Please reproduce each line of the data below as it stands.
::: Input data
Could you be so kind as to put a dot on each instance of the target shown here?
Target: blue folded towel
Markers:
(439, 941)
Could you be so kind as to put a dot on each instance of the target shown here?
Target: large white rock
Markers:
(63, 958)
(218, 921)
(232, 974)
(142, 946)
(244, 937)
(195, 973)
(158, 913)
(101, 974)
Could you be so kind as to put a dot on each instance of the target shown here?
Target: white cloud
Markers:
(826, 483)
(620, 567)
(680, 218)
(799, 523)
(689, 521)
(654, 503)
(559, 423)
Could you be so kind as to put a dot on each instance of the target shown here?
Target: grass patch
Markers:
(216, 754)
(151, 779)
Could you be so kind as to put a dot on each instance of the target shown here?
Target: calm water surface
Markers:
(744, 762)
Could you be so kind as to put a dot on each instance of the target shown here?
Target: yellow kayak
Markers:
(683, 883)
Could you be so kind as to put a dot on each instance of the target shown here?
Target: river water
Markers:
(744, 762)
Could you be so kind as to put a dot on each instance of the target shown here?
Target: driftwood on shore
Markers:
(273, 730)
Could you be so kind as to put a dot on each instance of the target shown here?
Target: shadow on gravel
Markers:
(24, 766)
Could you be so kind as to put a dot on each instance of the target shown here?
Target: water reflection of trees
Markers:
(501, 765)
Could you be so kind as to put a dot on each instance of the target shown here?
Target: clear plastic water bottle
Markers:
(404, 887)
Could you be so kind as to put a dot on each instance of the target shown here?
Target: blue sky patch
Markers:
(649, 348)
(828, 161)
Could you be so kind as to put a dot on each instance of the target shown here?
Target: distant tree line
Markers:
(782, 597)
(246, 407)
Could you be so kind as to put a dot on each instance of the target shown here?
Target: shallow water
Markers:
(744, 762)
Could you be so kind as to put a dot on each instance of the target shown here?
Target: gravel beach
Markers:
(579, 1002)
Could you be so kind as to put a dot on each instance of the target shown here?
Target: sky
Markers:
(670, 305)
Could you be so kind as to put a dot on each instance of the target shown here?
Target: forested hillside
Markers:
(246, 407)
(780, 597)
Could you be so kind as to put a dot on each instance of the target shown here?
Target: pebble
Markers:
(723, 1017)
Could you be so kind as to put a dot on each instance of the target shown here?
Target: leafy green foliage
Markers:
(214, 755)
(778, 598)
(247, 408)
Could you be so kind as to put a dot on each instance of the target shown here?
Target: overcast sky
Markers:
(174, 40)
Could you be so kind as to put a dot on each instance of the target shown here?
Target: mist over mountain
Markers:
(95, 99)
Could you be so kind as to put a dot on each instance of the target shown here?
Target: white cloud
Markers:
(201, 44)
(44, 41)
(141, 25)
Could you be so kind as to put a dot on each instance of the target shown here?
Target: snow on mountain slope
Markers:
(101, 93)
::::::
Answer section:
Could you be so kind as to put a dot on each instance of the target shown here?
Target: blue folded towel
Markers:
(439, 941)
Could you be so kind as to put a dot on each instance of the target shown here?
Target: large white rock
Markers:
(63, 958)
(218, 921)
(232, 974)
(142, 946)
(244, 937)
(195, 973)
(158, 913)
(101, 974)
Could you be so kind as to put a dot on each instance of the target shown here?
Target: white cloud
Markers:
(826, 483)
(620, 567)
(680, 218)
(799, 523)
(689, 521)
(654, 503)
(559, 423)
Could you be so kind as to put a dot on each instance of the target shown here?
Target: grass patch
Markers:
(216, 754)
(151, 779)
Could you be so kind as to put a dot on each instance of the target shown here?
Target: calm water surface
Markers:
(744, 762)
Could you be so kind as to put a dot on each instance of the target shown here?
Target: yellow kayak
Markers:
(683, 883)
Could you be so kind as to put a dot on each instance of the target shown here?
Target: river water
Markers:
(744, 762)
Could you be so kind as to put a dot on each instance of the target shown here?
Target: driftwood on shore
Markers:
(273, 730)
Could you be so kind as to put a dot on each instance of the target shown here?
Target: shadow on gravel
Markers:
(24, 766)
Could you be so kind as to put a dot on each instance of the target shown here?
Target: water reflection of trees
Markers:
(501, 765)
Could you be so kind as to put a dot on each instance of the target shown here?
Target: clear plastic water bottle
Markers:
(404, 887)
Could you be so kind as to put a dot on each instance of the target shown here?
Target: blue sky patch
Markers:
(649, 348)
(828, 161)
Could you be so kind as to put a dot on each instance of the target shown here?
Target: distant tree line
Markers:
(782, 597)
(246, 407)
Could you be so kind as to put a dot on each instance of the target shown here?
Target: shallow water
Markers:
(744, 762)
Could you be so kind as to put a dot on each instance of the target shown here?
Target: gravel beach
Markers:
(579, 1002)
Could you be so kind as to put a dot on each instance of the target shown here?
Target: sky
Markers:
(670, 305)
Could you be so kind as to put a dot on each instance of the target shown here?
Target: forested hillside
Markers:
(246, 407)
(780, 597)
Could you be so kind as to put a dot on each instance of the target shown here?
Target: pebble
Markers:
(723, 1017)
Could you be so kind as to put a dot on each instance of the target shown here?
Target: leafy green foliage
Markers:
(214, 755)
(778, 598)
(247, 408)
Could you be so kind as to put a dot on each instance of the target shown here?
Target: overcast sky
Markers:
(174, 40)
Could you be so kind as to put a dot on each instance of the target shown here?
Target: mist over mountain
Markers:
(95, 99)
Could you be so kind as to put a dot on each instance of the target shown here?
Target: white cloud
Markers:
(201, 44)
(44, 41)
(141, 25)
Could you be so kind as to put a dot on each instance of the target shown here?
Target: snow on mountain slope
Markers:
(101, 93)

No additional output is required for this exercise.